• Excerpted text
※

The configurational approach that naturally combines movement and attractiveness, alongside scale sensitivity, opens up multiple spatial analysis options. Indeed, spatial configuration analysis was revealed as a powerful evidence-based tool [160,163]. Over the years, through refining concepts, calculation methods, and solid empirical evidence raised from various urban areas, sub-theories were developed to explain and emphasize different aspects of urban systems and space–society relations [165]. For instance, the natural movement argues that movement and places are one entity that cannot be separated when the spatial configuration generates the movement and at the same time itself creates the city’s life [171]. Movement economy explains that the activities in the city adapt and maximize the advantage of the natural movement when the attractiveness of the configuration and movement cause a multiplier effect of a dense pattern of attractive land use. The attractive land use increases the movement pattern [172] and generates land-use agglomeration [173]. Following, centrality as a process describes how both theories play a critical role in the formation and location of centers alongside their contribution to developing and sustaining their vitality [174]. Together with advanced methods, these ideas indicate a dynamic process of spatio-functional interaction that shaped the urban landscape [175].
The above ideas, supported by solid evidence over the years [160,163], reinforce the cycle noted here: place accessibility creates movement and generates functioning, after which accessibility intensifies and increases movement–and causes the higher functioning of new functions and land-use aggregation, and so forth. We believe that some unique perspectives of scale may push this cycle of knowledge forward.
Recently, a new theory started to be formed at the city scale, arguing that the hierarchy of locations in the city cannot be described as a simple one scale or a collection of hierarchical places at different scales. Otherwise, there are multiple dimensions or multiscale hierarchies that are pervasive through the city’s network. The pervasive centrality refers to the function centrality that pervades the urban grid in a multiscale way in which centrality functions diffuse throughout a city’s network at all spatial scales with a strong spatial correlation [176,177,178]. Recently, this perspective was validated on regional and national scales [167,179].
More broadly, pervasive centrality implies a much more complex network configuration of space organization. In many ways, it supports the network or “semi-lattice” view of urban systems [153,154], an idea that contrasts with the classical hierarchical or “tree” view, which refers to spatial systems as distinct entities. We believe these perspectives may help us understand the spatial organization of places or cities and indicate various aspects about them. Moreover, we believe this may help connect location theories at different scale sizes and display the relevant spatial scale linking spatial systems. This aspect is vital and highly requested in spatial planning. These can be demonstrated by a simple general example. Cities are not isolated as they are tightly interconnected [180] and are the main components of regional and national systems, while concomitantly, their position within these systems can significantly affect their performance [16,132,167,179]. Hence, the role and the position of cities within each system affect the city differently. The measurement of this multiscale position includes a multiscale accessibility analysis of the geographic space.

※

• Data records
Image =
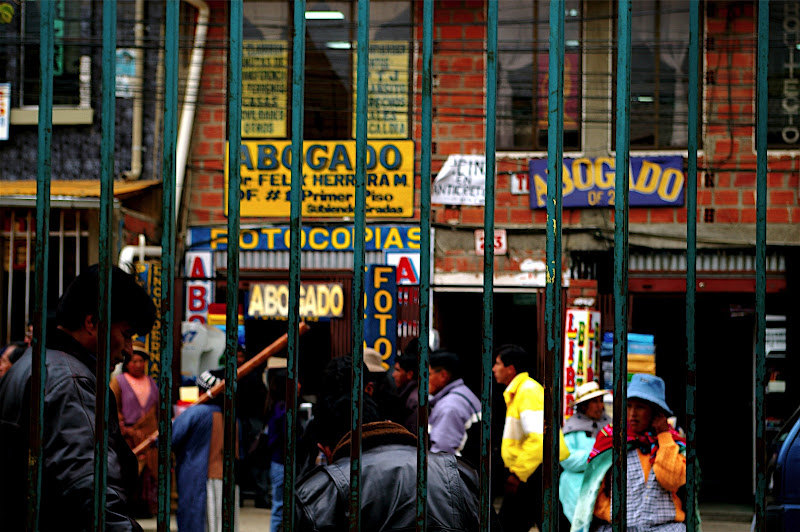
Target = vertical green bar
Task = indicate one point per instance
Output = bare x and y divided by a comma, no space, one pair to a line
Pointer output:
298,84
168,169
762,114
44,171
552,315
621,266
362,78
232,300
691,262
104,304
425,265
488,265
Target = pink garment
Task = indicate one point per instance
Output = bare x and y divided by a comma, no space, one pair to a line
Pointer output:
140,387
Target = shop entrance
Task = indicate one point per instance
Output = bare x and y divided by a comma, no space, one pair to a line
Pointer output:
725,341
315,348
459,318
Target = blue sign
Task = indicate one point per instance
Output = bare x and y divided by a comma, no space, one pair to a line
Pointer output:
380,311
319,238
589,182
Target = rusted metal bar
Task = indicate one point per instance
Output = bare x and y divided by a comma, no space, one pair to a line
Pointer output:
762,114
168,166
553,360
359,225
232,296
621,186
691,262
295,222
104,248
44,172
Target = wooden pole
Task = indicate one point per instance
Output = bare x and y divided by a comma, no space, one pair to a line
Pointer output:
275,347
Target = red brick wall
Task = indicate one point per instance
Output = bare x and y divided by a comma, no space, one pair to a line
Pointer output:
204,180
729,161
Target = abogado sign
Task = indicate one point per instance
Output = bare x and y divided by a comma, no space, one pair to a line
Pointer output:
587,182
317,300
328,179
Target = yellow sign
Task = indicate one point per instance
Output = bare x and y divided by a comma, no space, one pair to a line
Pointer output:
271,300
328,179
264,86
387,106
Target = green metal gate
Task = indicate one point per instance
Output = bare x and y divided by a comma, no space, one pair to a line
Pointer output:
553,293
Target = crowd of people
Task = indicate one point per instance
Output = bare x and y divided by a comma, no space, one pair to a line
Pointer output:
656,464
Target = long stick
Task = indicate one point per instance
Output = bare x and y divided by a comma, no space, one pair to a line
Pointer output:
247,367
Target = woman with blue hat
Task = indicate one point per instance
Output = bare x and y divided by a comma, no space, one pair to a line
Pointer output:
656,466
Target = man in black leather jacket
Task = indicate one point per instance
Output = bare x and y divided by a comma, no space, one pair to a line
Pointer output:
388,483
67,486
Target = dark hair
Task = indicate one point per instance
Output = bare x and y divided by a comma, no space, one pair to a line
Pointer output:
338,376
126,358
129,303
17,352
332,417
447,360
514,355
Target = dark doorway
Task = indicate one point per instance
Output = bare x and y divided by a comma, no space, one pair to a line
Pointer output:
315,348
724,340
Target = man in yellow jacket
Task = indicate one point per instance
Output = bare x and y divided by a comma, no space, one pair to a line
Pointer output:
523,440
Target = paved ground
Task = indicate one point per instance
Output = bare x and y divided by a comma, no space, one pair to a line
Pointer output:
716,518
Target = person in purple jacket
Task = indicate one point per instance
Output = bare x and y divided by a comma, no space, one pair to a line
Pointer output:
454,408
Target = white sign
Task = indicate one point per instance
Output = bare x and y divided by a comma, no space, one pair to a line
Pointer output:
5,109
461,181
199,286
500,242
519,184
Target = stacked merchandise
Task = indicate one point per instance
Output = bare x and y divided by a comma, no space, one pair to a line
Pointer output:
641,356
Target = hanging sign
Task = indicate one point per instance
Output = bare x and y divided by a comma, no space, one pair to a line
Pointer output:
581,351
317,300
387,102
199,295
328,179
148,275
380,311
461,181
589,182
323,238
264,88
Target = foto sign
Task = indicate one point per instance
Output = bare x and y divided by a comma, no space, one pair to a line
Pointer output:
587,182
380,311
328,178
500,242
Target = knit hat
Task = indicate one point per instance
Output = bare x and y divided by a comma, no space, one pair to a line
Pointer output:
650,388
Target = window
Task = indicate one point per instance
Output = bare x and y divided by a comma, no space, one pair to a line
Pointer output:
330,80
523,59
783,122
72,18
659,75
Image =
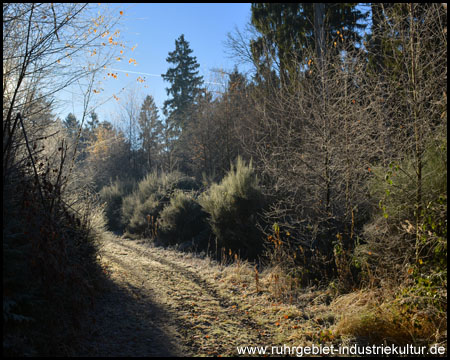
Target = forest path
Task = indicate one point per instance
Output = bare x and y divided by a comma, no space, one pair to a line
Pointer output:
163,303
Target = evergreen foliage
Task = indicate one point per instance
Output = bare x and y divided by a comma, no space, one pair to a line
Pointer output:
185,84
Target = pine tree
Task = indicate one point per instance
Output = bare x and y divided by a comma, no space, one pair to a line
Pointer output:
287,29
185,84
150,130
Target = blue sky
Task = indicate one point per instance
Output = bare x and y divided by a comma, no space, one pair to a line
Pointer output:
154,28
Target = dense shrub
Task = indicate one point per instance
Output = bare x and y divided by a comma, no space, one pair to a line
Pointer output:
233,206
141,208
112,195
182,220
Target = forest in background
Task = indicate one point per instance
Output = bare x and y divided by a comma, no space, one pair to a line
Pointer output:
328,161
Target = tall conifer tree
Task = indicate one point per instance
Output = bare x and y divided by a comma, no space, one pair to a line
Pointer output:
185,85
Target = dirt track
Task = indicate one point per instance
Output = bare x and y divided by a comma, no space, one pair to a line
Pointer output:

※

• Task directions
Resume the passage on urban spatial configuration and centrality, picking up after its final sentence. The listing has no connection to the passage on urban spatial configuration.

• The output
2.4. A Multiscale Accessibility Examination

Most studies examined accessibility in specific contexts or for defined areas, usually up to the city or the metropolitan scale [3,8,181]. Several recent studies used high-resolution analyses to examine the associations of the national spatial configuration with several types of functional and socio-economic aspects [132], commuting patterns [16], and the growth potential of cities [115]. Their correlation results indicate that different functional phenomena vary in the scale of analysis.
Indeed, as noted, one of the main issues regarding accessibility relates to the scale with which accessibility is measured [1]. This point requires some clarification. Most studies have referred to the analysis of “scale” in two different ways. The first describes the scale in a Euclidean manner, referring to physical distance, or time-based distance [9,115,116]. The second stems from the scale size of analysis, often defined by conventional spatial units such as neighborhoods, statistical areas, cities, metropolitan areas, regions, etc. [133,182,183]. The dual meaning of “scale” is also reflected in a multiscale analysis [184,185]. Indeed, Batty [29] recently noted this inconsistency between scale and size in the literature.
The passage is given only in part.